# [Task objective]
Starting with the first line and ending with the last, copy the entries word for word.

Stored entries
^^^^^^^^^^^^^^^^

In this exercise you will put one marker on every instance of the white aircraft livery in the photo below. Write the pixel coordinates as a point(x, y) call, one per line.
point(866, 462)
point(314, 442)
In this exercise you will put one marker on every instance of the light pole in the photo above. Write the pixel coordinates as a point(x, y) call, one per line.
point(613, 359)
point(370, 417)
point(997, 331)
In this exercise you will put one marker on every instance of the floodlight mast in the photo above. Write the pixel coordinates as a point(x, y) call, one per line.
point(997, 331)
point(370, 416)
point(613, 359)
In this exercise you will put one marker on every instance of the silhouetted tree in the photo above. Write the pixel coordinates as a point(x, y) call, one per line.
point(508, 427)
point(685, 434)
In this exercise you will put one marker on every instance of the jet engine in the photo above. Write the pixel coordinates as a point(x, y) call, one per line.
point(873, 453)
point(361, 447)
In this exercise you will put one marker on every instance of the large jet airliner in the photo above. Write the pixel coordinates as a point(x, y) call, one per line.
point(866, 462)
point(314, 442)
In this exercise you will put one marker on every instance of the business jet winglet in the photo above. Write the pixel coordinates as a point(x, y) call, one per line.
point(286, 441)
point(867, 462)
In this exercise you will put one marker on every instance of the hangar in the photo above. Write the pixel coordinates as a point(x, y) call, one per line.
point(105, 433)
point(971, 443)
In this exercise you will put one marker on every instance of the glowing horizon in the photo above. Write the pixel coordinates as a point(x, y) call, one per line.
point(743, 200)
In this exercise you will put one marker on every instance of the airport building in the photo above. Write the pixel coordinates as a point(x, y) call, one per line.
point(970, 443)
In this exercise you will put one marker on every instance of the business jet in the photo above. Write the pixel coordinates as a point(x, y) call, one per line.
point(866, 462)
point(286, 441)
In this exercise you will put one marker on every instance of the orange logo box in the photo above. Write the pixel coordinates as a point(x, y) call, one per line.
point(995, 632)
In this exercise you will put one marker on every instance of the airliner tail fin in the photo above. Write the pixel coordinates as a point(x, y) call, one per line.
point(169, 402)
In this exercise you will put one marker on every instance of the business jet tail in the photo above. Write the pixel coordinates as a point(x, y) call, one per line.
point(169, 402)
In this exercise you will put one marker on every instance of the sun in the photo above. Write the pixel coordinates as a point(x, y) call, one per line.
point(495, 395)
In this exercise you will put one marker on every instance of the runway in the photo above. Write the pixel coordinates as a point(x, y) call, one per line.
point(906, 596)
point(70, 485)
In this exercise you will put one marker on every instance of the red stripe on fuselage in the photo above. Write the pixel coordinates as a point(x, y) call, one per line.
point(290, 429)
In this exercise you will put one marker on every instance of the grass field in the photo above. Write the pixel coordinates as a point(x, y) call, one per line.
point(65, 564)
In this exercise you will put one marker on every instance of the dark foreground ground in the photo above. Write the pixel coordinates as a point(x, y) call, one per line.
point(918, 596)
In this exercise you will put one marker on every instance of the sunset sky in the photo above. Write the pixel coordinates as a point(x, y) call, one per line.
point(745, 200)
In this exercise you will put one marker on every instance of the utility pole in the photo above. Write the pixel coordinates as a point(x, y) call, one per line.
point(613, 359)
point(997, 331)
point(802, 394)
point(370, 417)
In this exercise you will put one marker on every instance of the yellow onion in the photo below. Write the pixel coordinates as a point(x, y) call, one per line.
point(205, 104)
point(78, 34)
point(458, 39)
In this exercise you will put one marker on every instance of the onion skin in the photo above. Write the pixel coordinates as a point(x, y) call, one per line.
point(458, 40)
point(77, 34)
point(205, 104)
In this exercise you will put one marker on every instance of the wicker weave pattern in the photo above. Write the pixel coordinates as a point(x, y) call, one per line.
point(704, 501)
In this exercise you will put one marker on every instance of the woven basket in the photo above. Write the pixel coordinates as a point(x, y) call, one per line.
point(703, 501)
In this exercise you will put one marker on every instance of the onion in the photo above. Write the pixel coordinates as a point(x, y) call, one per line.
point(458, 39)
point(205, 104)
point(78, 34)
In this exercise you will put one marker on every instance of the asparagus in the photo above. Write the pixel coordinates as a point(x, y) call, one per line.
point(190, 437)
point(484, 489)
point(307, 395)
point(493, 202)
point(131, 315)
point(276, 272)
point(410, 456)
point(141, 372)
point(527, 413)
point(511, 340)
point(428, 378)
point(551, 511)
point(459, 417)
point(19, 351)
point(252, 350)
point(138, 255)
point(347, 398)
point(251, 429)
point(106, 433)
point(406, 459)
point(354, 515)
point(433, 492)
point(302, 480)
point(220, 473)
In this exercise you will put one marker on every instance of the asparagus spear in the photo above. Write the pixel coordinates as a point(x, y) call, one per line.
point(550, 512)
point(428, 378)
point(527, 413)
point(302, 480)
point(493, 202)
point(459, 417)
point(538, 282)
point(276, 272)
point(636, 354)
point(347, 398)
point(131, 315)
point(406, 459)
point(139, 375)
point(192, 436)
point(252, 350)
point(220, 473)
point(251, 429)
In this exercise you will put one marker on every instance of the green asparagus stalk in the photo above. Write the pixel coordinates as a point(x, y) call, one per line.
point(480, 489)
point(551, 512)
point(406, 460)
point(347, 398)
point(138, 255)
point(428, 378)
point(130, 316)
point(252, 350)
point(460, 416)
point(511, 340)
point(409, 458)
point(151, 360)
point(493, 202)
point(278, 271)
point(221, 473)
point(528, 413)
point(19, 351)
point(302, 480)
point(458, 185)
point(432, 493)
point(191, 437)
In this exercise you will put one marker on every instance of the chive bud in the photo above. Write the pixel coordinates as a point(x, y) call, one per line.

^^^^^^^^^^^^^^^^

# [Task solution]
In this exercise you will put one marker on every instance of the white aircraft livery in the photo below. Write the pixel coordinates as a point(x, y) call, one per line.
point(866, 462)
point(314, 442)
In this exercise you will put one marker on every instance of the light pole in the photo above. Write the pixel coordinates as a point(x, y) call, one per line.
point(613, 359)
point(370, 417)
point(997, 331)
In this exercise you will put one marker on every instance of the floodlight mast in the photo above. Write the pixel coordinates as a point(x, y) call, one per line.
point(997, 331)
point(370, 416)
point(613, 359)
In this exercise you will put one marker on every instance of the silhouetted tree in the photo above. Write the pixel coordinates as a point(x, y) call, one per line.
point(508, 427)
point(685, 434)
In this exercise you will put one marker on every instance of the jet engine in the photo above. Write the pixel coordinates as a point(x, y) call, one per line.
point(873, 453)
point(361, 447)
In this exercise you will put one marker on every instance of the large jet airliner in the photo above. Write the pixel coordinates as a point(x, y) call, one per line.
point(866, 462)
point(314, 442)
In this exercise you will put one marker on every instance of the business jet winglet in the photo above. Write the pixel coordinates as a point(x, y) call, one per line.
point(286, 441)
point(867, 462)
In this exercise you will put one marker on every instance of the hangar in the photo above. Write the pixel coordinates as a point(x, y) call, one per line.
point(105, 433)
point(971, 443)
In this exercise you will put one marker on every instance of the glowing horizon in the photo above. Write the pixel coordinates as a point(x, y) call, one per line.
point(743, 200)
In this exercise you will put one marker on every instance of the airport building in the photo above. Write the pixel coordinates as a point(x, y) call, one per line.
point(970, 443)
In this exercise you will put one marker on every instance of the business jet in the photo above. Write the pixel coordinates as a point(x, y) call, one per line.
point(866, 462)
point(286, 441)
In this exercise you will put one marker on every instance of the orange logo box in the photo above. Write the pixel coordinates as a point(x, y) call, one per line.
point(995, 632)
In this exercise you will put one marker on every instance of the airliner tail fin in the photo above. Write the pixel coordinates as a point(x, y) call, one per line.
point(169, 402)
In this exercise you will put one marker on every instance of the business jet tail in the photo above. Write the pixel coordinates as a point(x, y) call, one per line.
point(169, 402)
In this exercise you will put one marker on every instance of the sun in the photo above. Write the pixel coordinates as a point(x, y) call, one per line.
point(495, 395)
In this exercise you will put one marker on every instance of the runway in the photo above. Write the pixel coordinates as a point(x, y) call, one per line.
point(906, 596)
point(70, 485)
In this exercise you will put one marker on every instance of the red stripe on fuselage in the photo above. Write the pixel coordinates as a point(x, y) call, one per line.
point(290, 429)
In this exercise you will put one marker on every instance of the grass field in the photo above. Write the pixel coordinates as a point(x, y) call, one per line.
point(65, 564)
In this exercise you will put one marker on every instance of the dark foreground ground in the photo above. Write the pixel coordinates as a point(x, y) call, one per line.
point(918, 596)
In this exercise you will put one marker on every instance of the sunset sky in the photo above. Write the pixel coordinates as a point(x, y) call, one per line.
point(745, 200)
In this exercise you will put one marker on every instance of the utility pole in the photo above. Write the pixel coordinates as a point(x, y) call, one per line.
point(613, 359)
point(997, 331)
point(802, 394)
point(370, 417)
In this exercise you will put one marker on every instance of the yellow onion in the photo below. Write the pixel coordinates as a point(x, y) call, one per line.
point(205, 104)
point(78, 34)
point(458, 39)
In this exercise you will put one marker on every instance of the onion skin in the photo above. Write the pixel coordinates as a point(x, y) call, one per line.
point(458, 40)
point(77, 34)
point(205, 104)
In this exercise you will put one marker on every instance of the wicker weave pattern in the photo above. Write the pixel coordinates as a point(x, y) call, one per line.
point(704, 501)
In this exercise you will put one marker on every instance of the woven basket in the photo above. Write the pixel coordinates as a point(x, y) call, one per line.
point(703, 501)
In this exercise you will put one marker on every instance of the onion in the photo above. Write the pixel coordinates as a point(x, y) call, one per line.
point(458, 39)
point(205, 104)
point(78, 34)
In this exercise you will put one marker on every instance of the asparagus in the photo above. Write the pixel coordinates as a point(x, y) call, one per line.
point(190, 437)
point(484, 489)
point(307, 395)
point(493, 202)
point(131, 315)
point(276, 272)
point(410, 456)
point(141, 372)
point(527, 413)
point(511, 340)
point(428, 378)
point(551, 511)
point(459, 417)
point(19, 351)
point(252, 350)
point(138, 255)
point(347, 398)
point(251, 429)
point(106, 433)
point(406, 459)
point(354, 515)
point(433, 492)
point(302, 480)
point(220, 473)
In this exercise you will put one marker on every instance of the asparagus spear in the photo above. Write the pixel coordinates as a point(x, y) call, one per line.
point(550, 512)
point(428, 378)
point(527, 413)
point(302, 480)
point(493, 202)
point(459, 417)
point(538, 282)
point(276, 272)
point(636, 354)
point(347, 398)
point(131, 315)
point(406, 459)
point(139, 375)
point(192, 436)
point(252, 350)
point(220, 473)
point(251, 429)
In this exercise you will put one marker on every instance of the green asparagus stalk in the photo above. Write the pixel coordinates as a point(x, y) call, one per line.
point(480, 489)
point(551, 512)
point(406, 460)
point(347, 398)
point(138, 255)
point(428, 378)
point(130, 316)
point(252, 350)
point(460, 416)
point(511, 340)
point(409, 458)
point(151, 360)
point(493, 202)
point(278, 271)
point(221, 473)
point(528, 413)
point(19, 351)
point(302, 480)
point(458, 185)
point(432, 493)
point(191, 437)
In this exercise you will put one marker on every instance of the chive bud in the photo above. Write the pixel coordinates as a point(x, y) call, one per line.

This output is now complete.